>>>>

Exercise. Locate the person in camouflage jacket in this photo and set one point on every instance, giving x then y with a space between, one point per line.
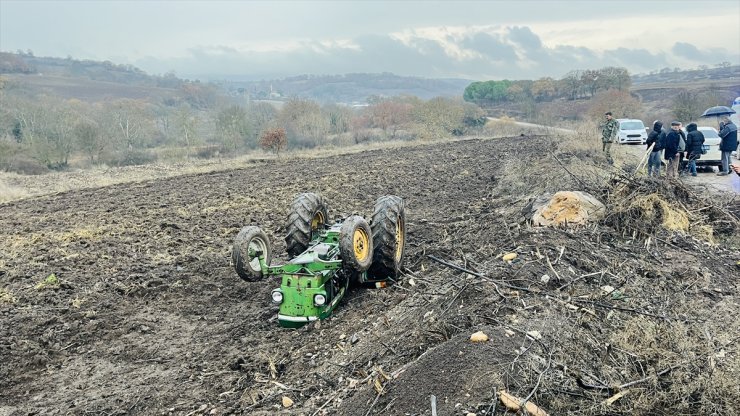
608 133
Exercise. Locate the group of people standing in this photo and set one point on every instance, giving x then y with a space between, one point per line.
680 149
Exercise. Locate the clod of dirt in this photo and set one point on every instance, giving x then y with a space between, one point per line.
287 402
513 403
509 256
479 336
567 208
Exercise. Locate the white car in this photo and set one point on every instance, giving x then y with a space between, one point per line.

<<<<
>>>>

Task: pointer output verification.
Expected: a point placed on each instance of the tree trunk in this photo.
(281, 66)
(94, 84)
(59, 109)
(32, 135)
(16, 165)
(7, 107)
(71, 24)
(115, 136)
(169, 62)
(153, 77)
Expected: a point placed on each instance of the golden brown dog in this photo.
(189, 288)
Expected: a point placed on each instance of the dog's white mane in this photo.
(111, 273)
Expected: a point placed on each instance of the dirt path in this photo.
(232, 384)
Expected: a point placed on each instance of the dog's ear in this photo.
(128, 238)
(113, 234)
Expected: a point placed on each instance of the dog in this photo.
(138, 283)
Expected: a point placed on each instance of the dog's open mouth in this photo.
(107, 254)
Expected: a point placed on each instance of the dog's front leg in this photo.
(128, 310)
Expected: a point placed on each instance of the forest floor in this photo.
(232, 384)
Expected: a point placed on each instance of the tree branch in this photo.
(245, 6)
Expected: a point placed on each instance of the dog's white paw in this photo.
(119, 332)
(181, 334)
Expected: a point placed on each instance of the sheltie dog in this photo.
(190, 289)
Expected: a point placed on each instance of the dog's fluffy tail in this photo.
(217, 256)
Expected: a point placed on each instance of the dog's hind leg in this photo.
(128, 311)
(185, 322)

<<<<

= What is being asked =
All that should be printed is the run of lines above from the one with "Exercise. Locate the person" through the one with "Exercise. Locate the white", both included, exactly as given, with pictures left out.

= Solution to this problem =
Exercise. Locate the person in camouflage jacket in this photo and set one point on every instance, giving x then y with a space between, one point per line.
608 133
Exercise. Locate the group of people standing in this photo and set one point on every instance, giving x then y with a space between, one point per line.
680 149
Exercise. Locate the clod of dirt in this photo and set one point on every instance, giving x then y with a space between, one point per line.
287 402
513 403
509 256
479 336
567 208
Exercise. Locate the white car in this photo and set one point on every instance, giving x then y with a space between, one point per line.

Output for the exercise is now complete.